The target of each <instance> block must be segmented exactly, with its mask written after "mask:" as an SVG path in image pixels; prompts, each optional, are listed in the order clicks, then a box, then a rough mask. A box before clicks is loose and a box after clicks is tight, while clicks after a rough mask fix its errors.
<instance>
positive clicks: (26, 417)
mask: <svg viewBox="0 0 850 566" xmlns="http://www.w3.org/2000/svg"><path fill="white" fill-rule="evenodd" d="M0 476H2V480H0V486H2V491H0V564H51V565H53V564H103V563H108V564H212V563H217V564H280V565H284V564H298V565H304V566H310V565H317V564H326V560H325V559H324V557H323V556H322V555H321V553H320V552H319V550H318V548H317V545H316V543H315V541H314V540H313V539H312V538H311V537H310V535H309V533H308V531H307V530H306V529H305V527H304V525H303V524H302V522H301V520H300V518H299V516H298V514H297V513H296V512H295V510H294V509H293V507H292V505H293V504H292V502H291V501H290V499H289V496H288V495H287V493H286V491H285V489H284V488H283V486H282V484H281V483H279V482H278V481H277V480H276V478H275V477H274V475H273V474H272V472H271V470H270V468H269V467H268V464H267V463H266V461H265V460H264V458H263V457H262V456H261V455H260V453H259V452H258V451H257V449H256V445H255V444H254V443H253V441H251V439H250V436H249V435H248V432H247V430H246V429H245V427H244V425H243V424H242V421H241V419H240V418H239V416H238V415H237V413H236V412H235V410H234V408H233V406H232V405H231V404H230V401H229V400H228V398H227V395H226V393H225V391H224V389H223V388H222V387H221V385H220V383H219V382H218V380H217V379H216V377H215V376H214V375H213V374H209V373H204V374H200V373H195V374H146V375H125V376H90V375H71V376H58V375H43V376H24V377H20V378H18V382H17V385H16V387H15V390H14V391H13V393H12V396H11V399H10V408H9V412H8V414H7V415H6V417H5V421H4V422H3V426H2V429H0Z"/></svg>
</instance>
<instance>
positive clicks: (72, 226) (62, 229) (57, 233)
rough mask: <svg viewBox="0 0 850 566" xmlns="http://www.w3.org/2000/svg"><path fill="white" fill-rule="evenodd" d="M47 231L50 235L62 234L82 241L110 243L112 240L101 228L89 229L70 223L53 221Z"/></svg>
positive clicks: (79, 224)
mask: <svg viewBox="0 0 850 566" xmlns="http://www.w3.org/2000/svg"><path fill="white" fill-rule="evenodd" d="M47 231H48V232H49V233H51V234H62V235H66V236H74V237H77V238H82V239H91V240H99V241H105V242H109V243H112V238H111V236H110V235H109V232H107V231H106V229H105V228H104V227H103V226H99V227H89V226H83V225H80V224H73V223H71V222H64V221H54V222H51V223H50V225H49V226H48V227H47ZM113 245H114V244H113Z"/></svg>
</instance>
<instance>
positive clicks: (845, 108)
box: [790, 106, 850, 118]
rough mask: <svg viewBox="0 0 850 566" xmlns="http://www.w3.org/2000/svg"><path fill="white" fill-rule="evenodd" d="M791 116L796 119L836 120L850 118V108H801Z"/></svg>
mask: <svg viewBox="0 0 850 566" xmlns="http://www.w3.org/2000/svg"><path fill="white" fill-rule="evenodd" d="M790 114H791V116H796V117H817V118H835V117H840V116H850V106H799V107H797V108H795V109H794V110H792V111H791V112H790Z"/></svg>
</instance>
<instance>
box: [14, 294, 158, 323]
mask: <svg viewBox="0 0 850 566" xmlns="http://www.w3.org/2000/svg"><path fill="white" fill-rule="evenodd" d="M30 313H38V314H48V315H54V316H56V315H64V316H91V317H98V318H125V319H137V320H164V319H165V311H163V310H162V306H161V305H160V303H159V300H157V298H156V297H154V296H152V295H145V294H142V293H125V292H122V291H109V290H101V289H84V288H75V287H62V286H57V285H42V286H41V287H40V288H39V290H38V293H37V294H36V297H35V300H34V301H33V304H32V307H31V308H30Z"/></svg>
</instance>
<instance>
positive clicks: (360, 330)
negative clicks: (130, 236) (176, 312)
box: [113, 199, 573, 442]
= = = = = = =
- _What the exercise asks_
Type out every entry above again, character for character, from the first line to the last.

- _Task response_
The target of each <instance> block must be segmented exactly, with its mask written after "mask:" as an SVG path in image pixels; prompts, each optional, are listed in the order clicks, then a box, then a rough mask. A box before clicks is loose and a box after clicks is tight, while clicks after a rough mask fix its errors.
<instance>
positive clicks: (26, 417)
mask: <svg viewBox="0 0 850 566" xmlns="http://www.w3.org/2000/svg"><path fill="white" fill-rule="evenodd" d="M0 476H2V480H0V486H2V491H0V564H51V565H53V564H103V563H108V564H212V563H217V564H280V565H284V564H298V565H304V566H310V565H317V564H326V560H325V559H324V557H323V556H322V555H321V553H320V552H319V550H318V548H317V545H316V543H315V541H314V540H313V539H312V538H311V537H310V535H309V533H308V531H307V530H306V529H305V527H304V525H303V524H302V522H301V520H300V518H299V516H298V514H297V513H296V512H295V510H294V509H293V507H292V505H293V504H292V502H291V501H290V499H289V496H288V495H287V493H286V491H285V489H284V488H283V486H282V484H281V483H279V482H278V481H277V480H276V478H275V477H274V475H273V474H272V472H271V470H270V468H269V467H268V464H267V463H266V461H265V460H264V458H263V457H262V456H261V455H260V453H259V452H258V451H257V449H256V445H255V444H254V443H253V441H251V439H250V436H249V435H248V432H247V430H246V429H245V427H244V425H243V424H242V421H241V419H240V418H239V416H238V415H237V413H236V412H235V410H234V408H233V406H232V405H231V404H230V401H229V400H228V398H227V395H226V393H225V391H224V389H223V388H222V387H221V385H220V383H219V382H218V380H217V379H216V377H215V376H214V375H213V374H209V373H204V374H200V373H195V374H146V375H125V376H90V375H71V376H58V375H43V376H24V377H20V378H18V382H17V385H16V387H15V390H14V391H13V393H12V396H11V399H10V408H9V412H8V414H7V415H6V417H5V421H4V422H3V426H2V429H0Z"/></svg>
</instance>
<instance>
positive clicks: (72, 226) (62, 229) (57, 233)
rough mask: <svg viewBox="0 0 850 566" xmlns="http://www.w3.org/2000/svg"><path fill="white" fill-rule="evenodd" d="M47 231L50 235L62 234L82 241L110 243L112 240L101 228L89 229L70 223L53 221Z"/></svg>
positive clicks: (79, 224)
mask: <svg viewBox="0 0 850 566" xmlns="http://www.w3.org/2000/svg"><path fill="white" fill-rule="evenodd" d="M47 231H48V232H49V233H51V234H62V235H66V236H74V237H77V238H82V239H91V240H99V241H105V242H109V243H112V238H111V236H110V235H109V232H107V231H106V229H105V228H104V227H103V226H99V227H89V226H83V225H80V224H73V223H71V222H64V221H54V222H51V223H50V225H49V226H48V227H47ZM113 245H114V244H113Z"/></svg>
</instance>
<instance>
positive clicks: (845, 108)
box: [790, 106, 850, 118]
rough mask: <svg viewBox="0 0 850 566" xmlns="http://www.w3.org/2000/svg"><path fill="white" fill-rule="evenodd" d="M791 116L796 119L836 120L850 118V108H801Z"/></svg>
mask: <svg viewBox="0 0 850 566" xmlns="http://www.w3.org/2000/svg"><path fill="white" fill-rule="evenodd" d="M790 114H791V116H796V117H817V118H835V117H840V116H850V106H799V107H797V108H795V109H794V110H792V111H791V112H790Z"/></svg>
</instance>
<instance>
box: [14, 294, 158, 323]
mask: <svg viewBox="0 0 850 566" xmlns="http://www.w3.org/2000/svg"><path fill="white" fill-rule="evenodd" d="M30 313H38V314H48V315H54V316H56V315H64V316H91V317H98V318H125V319H137V320H164V319H165V311H163V310H162V306H161V305H160V303H159V300H157V298H156V297H154V296H152V295H145V294H142V293H125V292H122V291H109V290H101V289H84V288H75V287H62V286H57V285H42V286H41V287H40V288H39V290H38V293H37V294H36V297H35V300H34V301H33V304H32V307H31V308H30Z"/></svg>
</instance>
<instance>
positive clicks: (360, 330)
negative clicks: (130, 236) (176, 312)
box: [113, 199, 573, 442]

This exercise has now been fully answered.